[EXERCISE BRIEF] Report each line of the entries below that contains the word "leaf", matching its case.

[RECORDS SHOWN]

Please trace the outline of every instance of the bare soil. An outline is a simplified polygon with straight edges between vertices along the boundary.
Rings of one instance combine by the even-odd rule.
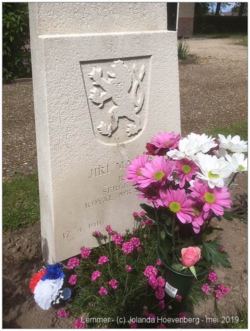
[[[190,51],[198,59],[197,64],[180,68],[184,134],[246,118],[246,47],[233,42],[228,38],[190,41]],[[36,171],[32,85],[4,85],[3,93],[3,176],[8,179],[16,175],[14,170],[23,174]],[[246,174],[238,176],[233,194],[246,192]],[[218,270],[221,282],[232,288],[220,308],[224,316],[235,316],[237,309],[247,305],[247,225],[235,219],[222,220],[220,226],[224,229],[221,242],[230,254],[232,269]],[[4,328],[72,328],[72,318],[60,320],[54,308],[42,311],[34,301],[28,282],[42,266],[38,223],[4,234]],[[196,308],[194,316],[205,314],[215,317],[212,301]]]

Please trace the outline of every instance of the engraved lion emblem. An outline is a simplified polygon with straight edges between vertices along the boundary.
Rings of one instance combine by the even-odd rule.
[[[97,127],[100,133],[110,137],[118,126],[119,117],[126,117],[130,122],[128,124],[128,135],[136,134],[142,129],[140,119],[138,113],[143,104],[144,97],[142,80],[145,74],[145,66],[140,70],[134,63],[130,71],[124,61],[114,61],[112,71],[107,71],[107,78],[103,76],[100,66],[94,67],[88,76],[93,81],[94,87],[88,97],[100,108],[110,106],[108,120],[101,121]]]

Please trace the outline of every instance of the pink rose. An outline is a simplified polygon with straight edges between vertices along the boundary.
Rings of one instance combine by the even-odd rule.
[[[200,259],[200,250],[198,247],[188,247],[182,249],[182,262],[185,267],[194,266]]]

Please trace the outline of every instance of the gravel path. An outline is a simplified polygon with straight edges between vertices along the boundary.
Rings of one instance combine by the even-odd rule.
[[[180,66],[182,131],[200,131],[247,116],[247,47],[231,38],[190,40],[194,64]],[[3,176],[37,170],[32,83],[3,86]]]

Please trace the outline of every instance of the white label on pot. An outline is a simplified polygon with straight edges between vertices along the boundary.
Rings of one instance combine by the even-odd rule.
[[[166,285],[165,285],[165,292],[170,297],[171,297],[171,298],[175,298],[178,291],[178,289],[173,288],[173,287],[171,286],[168,282],[166,283]]]

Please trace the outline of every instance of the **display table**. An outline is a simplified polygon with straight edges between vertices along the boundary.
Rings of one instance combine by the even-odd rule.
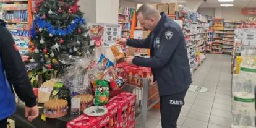
[[[43,113],[43,109],[40,109],[39,116],[30,123],[25,117],[24,108],[20,105],[16,106],[16,113],[10,117],[15,121],[15,128],[64,128],[69,121],[78,116],[78,115],[70,115],[69,112],[64,117],[57,119],[47,118],[45,122],[41,119],[41,116]]]
[[[137,95],[135,116],[138,118],[142,116],[142,124],[143,126],[145,126],[147,111],[159,101],[159,97],[158,90],[154,88],[157,87],[156,83],[150,83],[150,80],[147,79],[143,79],[143,82],[142,87],[138,88],[132,85],[126,85],[124,89]],[[155,90],[154,92],[157,92],[157,93],[150,94],[152,89]],[[41,108],[40,109],[38,117],[30,123],[25,117],[24,108],[19,105],[16,106],[16,113],[10,117],[15,121],[16,128],[65,128],[67,122],[79,116],[79,115],[70,114],[69,110],[68,114],[64,117],[56,119],[46,118],[45,121],[41,118],[43,114],[43,109]]]

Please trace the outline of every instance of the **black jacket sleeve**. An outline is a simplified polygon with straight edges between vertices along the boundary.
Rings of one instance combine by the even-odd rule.
[[[36,97],[12,36],[6,28],[1,25],[0,34],[0,56],[7,80],[26,106],[35,106]]]
[[[132,60],[133,64],[155,69],[164,66],[177,47],[181,38],[181,34],[174,28],[167,28],[163,33],[166,32],[172,33],[172,36],[170,38],[166,38],[165,35],[162,36],[159,49],[153,58],[135,57]]]
[[[150,48],[151,33],[145,39],[127,39],[127,45],[138,48]]]

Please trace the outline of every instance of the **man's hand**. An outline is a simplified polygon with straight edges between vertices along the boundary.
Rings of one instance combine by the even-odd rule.
[[[116,43],[120,45],[126,45],[127,40],[126,38],[117,38]]]
[[[32,108],[25,108],[25,116],[26,118],[32,122],[33,119],[36,119],[39,114],[39,110],[37,105]]]
[[[30,61],[29,60],[29,56],[22,56],[22,61],[23,62],[28,62]]]
[[[124,61],[127,64],[132,64],[132,59],[134,59],[134,56],[128,56],[125,59]]]

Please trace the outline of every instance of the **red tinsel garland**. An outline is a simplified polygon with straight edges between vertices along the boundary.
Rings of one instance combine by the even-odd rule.
[[[59,1],[61,1],[61,2],[64,2],[64,0],[59,0]],[[80,7],[80,6],[77,5],[78,1],[79,0],[75,0],[74,4],[72,6],[69,6],[69,4],[65,3],[64,9],[66,11],[69,10],[69,9],[70,9],[72,13],[77,13],[77,11],[79,10],[79,7]],[[38,12],[40,6],[41,6],[42,3],[44,2],[45,1],[45,0],[36,1],[36,2],[35,2],[35,5],[36,5],[35,10],[36,10],[36,12]]]

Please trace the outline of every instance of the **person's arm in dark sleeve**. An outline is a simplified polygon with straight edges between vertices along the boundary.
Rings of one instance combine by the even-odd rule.
[[[145,39],[127,39],[126,45],[138,48],[150,48],[151,33]]]
[[[12,36],[3,27],[0,26],[0,54],[7,79],[26,106],[33,107],[37,104],[36,97]]]
[[[173,35],[169,39],[165,35],[162,36],[160,46],[154,57],[150,58],[135,57],[132,60],[132,63],[140,66],[156,69],[161,68],[166,64],[177,47],[181,36],[175,29],[166,29],[163,33],[166,33],[166,32],[172,32]]]

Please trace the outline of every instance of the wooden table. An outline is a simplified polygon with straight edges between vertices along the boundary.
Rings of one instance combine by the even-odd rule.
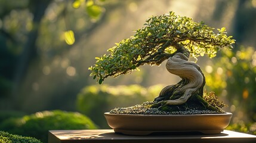
[[[256,142],[256,136],[224,130],[217,135],[199,133],[164,133],[147,136],[124,135],[112,129],[50,130],[48,143],[64,142]]]

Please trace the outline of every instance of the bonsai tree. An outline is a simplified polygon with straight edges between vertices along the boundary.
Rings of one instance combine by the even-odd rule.
[[[180,105],[187,106],[189,101],[213,110],[223,107],[223,104],[215,100],[211,105],[211,101],[203,98],[204,94],[204,94],[203,73],[189,58],[191,55],[196,59],[205,55],[212,58],[221,48],[232,49],[235,40],[226,35],[226,28],[218,29],[215,33],[214,28],[203,22],[195,22],[190,18],[176,15],[172,11],[153,16],[146,21],[144,27],[138,29],[133,36],[109,49],[110,54],[96,57],[95,64],[89,68],[91,76],[101,84],[109,76],[131,73],[145,64],[159,66],[167,60],[168,71],[180,76],[181,80],[164,88],[152,107],[163,110],[165,107],[169,109]]]

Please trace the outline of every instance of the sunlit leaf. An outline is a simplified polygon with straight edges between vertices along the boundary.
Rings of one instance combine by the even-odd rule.
[[[74,32],[72,30],[67,30],[64,33],[65,41],[68,45],[73,45],[75,43],[75,39]]]
[[[92,1],[88,1],[87,2],[86,11],[91,18],[98,19],[101,15],[103,10],[101,7],[95,5]]]
[[[74,0],[72,3],[72,7],[74,8],[78,8],[81,6],[82,1],[81,0]]]

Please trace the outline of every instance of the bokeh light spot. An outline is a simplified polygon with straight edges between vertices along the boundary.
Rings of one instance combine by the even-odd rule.
[[[73,67],[69,66],[66,70],[67,75],[73,76],[76,74],[76,69]]]
[[[212,72],[212,67],[211,66],[206,66],[205,67],[205,71],[208,73],[211,73]]]
[[[45,75],[49,75],[51,73],[51,68],[49,66],[44,66],[42,69],[42,72]]]

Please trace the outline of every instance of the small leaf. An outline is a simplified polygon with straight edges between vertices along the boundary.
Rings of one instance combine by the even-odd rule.
[[[95,5],[92,1],[88,1],[87,3],[87,13],[92,19],[98,19],[101,15],[103,10],[101,7]]]
[[[98,84],[100,84],[100,85],[101,85],[101,83],[102,83],[102,82],[103,82],[103,80],[101,79],[101,78],[100,78],[99,80],[98,80]]]
[[[72,30],[67,30],[64,33],[65,41],[68,45],[73,45],[75,43],[75,39],[74,32]]]
[[[132,69],[132,70],[134,70],[134,69],[136,69],[136,66],[135,66],[134,64],[133,64],[132,66],[131,66],[131,69]]]
[[[81,6],[82,1],[81,0],[74,0],[72,3],[72,7],[73,8],[78,8]]]

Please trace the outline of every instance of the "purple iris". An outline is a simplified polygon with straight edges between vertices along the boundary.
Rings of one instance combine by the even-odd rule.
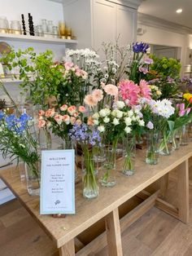
[[[148,45],[148,43],[145,43],[142,42],[138,43],[137,42],[136,43],[133,43],[133,51],[135,53],[138,53],[138,52],[146,53],[149,46],[150,46]]]
[[[99,131],[98,130],[89,130],[85,124],[74,124],[72,128],[69,130],[68,135],[72,139],[89,143],[92,146],[98,143],[100,143],[101,142]]]

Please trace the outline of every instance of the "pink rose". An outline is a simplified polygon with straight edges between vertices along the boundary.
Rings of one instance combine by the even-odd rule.
[[[72,116],[76,112],[76,106],[68,107],[68,112],[70,113],[71,116]]]
[[[54,117],[54,119],[56,121],[56,122],[57,122],[59,125],[61,125],[61,123],[62,123],[62,121],[63,121],[63,116],[59,115],[59,114],[56,114],[56,115]]]
[[[85,108],[84,106],[79,106],[78,110],[81,113],[85,113],[86,109],[85,109]]]
[[[76,123],[78,125],[78,126],[80,126],[80,125],[81,125],[81,119],[77,119],[76,121]]]
[[[55,108],[49,108],[46,112],[46,117],[52,117],[55,115]]]
[[[70,122],[72,125],[74,125],[74,123],[76,122],[76,118],[74,117],[70,117]]]
[[[66,125],[68,125],[70,123],[70,117],[68,115],[63,115],[63,121],[66,123]]]
[[[63,106],[60,107],[60,110],[61,111],[66,111],[68,109],[68,105],[63,104]]]
[[[39,116],[43,116],[45,115],[45,111],[43,111],[42,109],[39,110]]]
[[[46,126],[46,122],[45,120],[43,120],[43,119],[39,120],[39,121],[38,121],[38,128],[43,128],[43,127],[45,127],[45,126]]]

[RESULT OF THIS TASK]
Please trace the outline of every instance of the sunlit leaf. An outline is a simplified polygon with straight edges between vertices along the boundary.
Please trace the outline of every instance of the small leaf. An outline is a simplified polygon with straight edges between vertices along the boundary.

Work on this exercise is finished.